Copy the entries below word for word, and leave the pictures out of your copy.

Image boundary labeling entries:
**********
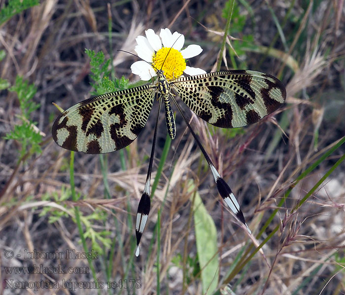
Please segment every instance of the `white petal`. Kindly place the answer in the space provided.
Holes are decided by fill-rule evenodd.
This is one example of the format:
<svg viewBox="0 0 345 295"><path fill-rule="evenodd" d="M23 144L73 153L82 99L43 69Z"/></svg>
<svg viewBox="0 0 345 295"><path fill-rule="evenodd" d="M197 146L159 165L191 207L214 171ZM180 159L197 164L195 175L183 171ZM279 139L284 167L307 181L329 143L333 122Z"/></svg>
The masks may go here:
<svg viewBox="0 0 345 295"><path fill-rule="evenodd" d="M143 60L136 61L133 63L131 69L133 74L138 75L140 79L144 81L148 81L151 77L157 76L154 69Z"/></svg>
<svg viewBox="0 0 345 295"><path fill-rule="evenodd" d="M172 48L179 51L182 49L184 44L184 36L177 32L174 32L172 34L172 43L175 42Z"/></svg>
<svg viewBox="0 0 345 295"><path fill-rule="evenodd" d="M136 41L138 45L136 46L134 50L138 56L144 60L152 62L155 51L147 39L143 36L138 36L136 38Z"/></svg>
<svg viewBox="0 0 345 295"><path fill-rule="evenodd" d="M188 65L186 66L186 69L183 71L187 75L194 76L194 75L201 75L202 74L207 74L207 72L200 68L193 68Z"/></svg>
<svg viewBox="0 0 345 295"><path fill-rule="evenodd" d="M171 47L172 43L172 35L170 30L168 29L161 29L159 36L162 39L162 43L165 47Z"/></svg>
<svg viewBox="0 0 345 295"><path fill-rule="evenodd" d="M153 48L152 48L152 47L150 45L147 38L143 36L138 36L136 38L136 41L138 45L145 48L145 49L147 50L150 50L152 52L154 51Z"/></svg>
<svg viewBox="0 0 345 295"><path fill-rule="evenodd" d="M150 43L151 46L155 51L158 51L162 48L162 42L158 35L155 33L154 31L152 29L149 29L145 31L147 41Z"/></svg>
<svg viewBox="0 0 345 295"><path fill-rule="evenodd" d="M146 61L152 62L153 61L153 55L152 52L145 49L144 47L140 45L137 45L134 48L136 52L138 54L138 56Z"/></svg>
<svg viewBox="0 0 345 295"><path fill-rule="evenodd" d="M180 51L184 59L190 59L199 55L203 51L203 49L199 45L192 44L188 45L186 48Z"/></svg>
**********
THE SOLUTION
Please segment every instance of the `white petal`. Kindly place the answer in the space provided.
Holes are decided by fill-rule evenodd.
This is one example of the format:
<svg viewBox="0 0 345 295"><path fill-rule="evenodd" d="M23 144L73 153L82 99L43 69Z"/></svg>
<svg viewBox="0 0 345 295"><path fill-rule="evenodd" d="M197 146L159 165L191 207L214 171ZM180 159L197 164L195 175L183 171ZM279 139L284 167L307 181L329 143L333 122Z"/></svg>
The masks may go here:
<svg viewBox="0 0 345 295"><path fill-rule="evenodd" d="M143 60L136 61L133 63L131 69L133 74L138 75L140 79L144 81L148 81L151 77L157 76L154 69Z"/></svg>
<svg viewBox="0 0 345 295"><path fill-rule="evenodd" d="M172 48L179 51L182 49L184 44L184 36L177 32L174 32L172 34L172 43L175 42Z"/></svg>
<svg viewBox="0 0 345 295"><path fill-rule="evenodd" d="M136 41L138 45L136 46L134 50L138 56L144 60L152 62L155 51L147 39L143 36L138 36L136 38Z"/></svg>
<svg viewBox="0 0 345 295"><path fill-rule="evenodd" d="M188 65L186 66L186 69L183 71L187 75L194 76L194 75L201 75L202 74L207 74L207 72L200 68L193 68Z"/></svg>
<svg viewBox="0 0 345 295"><path fill-rule="evenodd" d="M171 47L172 43L172 35L170 30L168 29L161 29L159 36L162 39L162 43L165 47Z"/></svg>
<svg viewBox="0 0 345 295"><path fill-rule="evenodd" d="M153 48L152 48L152 47L150 45L147 38L143 36L138 36L136 38L136 41L138 45L145 48L145 49L147 50L150 50L152 52L154 51Z"/></svg>
<svg viewBox="0 0 345 295"><path fill-rule="evenodd" d="M150 43L151 46L155 51L158 51L162 48L162 42L158 35L155 33L154 31L152 29L149 29L145 31L147 41Z"/></svg>
<svg viewBox="0 0 345 295"><path fill-rule="evenodd" d="M146 61L152 62L153 61L153 55L152 52L145 49L144 47L140 45L137 45L134 48L136 52L138 54L138 56Z"/></svg>
<svg viewBox="0 0 345 295"><path fill-rule="evenodd" d="M180 51L184 59L190 59L199 55L203 51L203 49L199 45L192 44L188 45L186 48Z"/></svg>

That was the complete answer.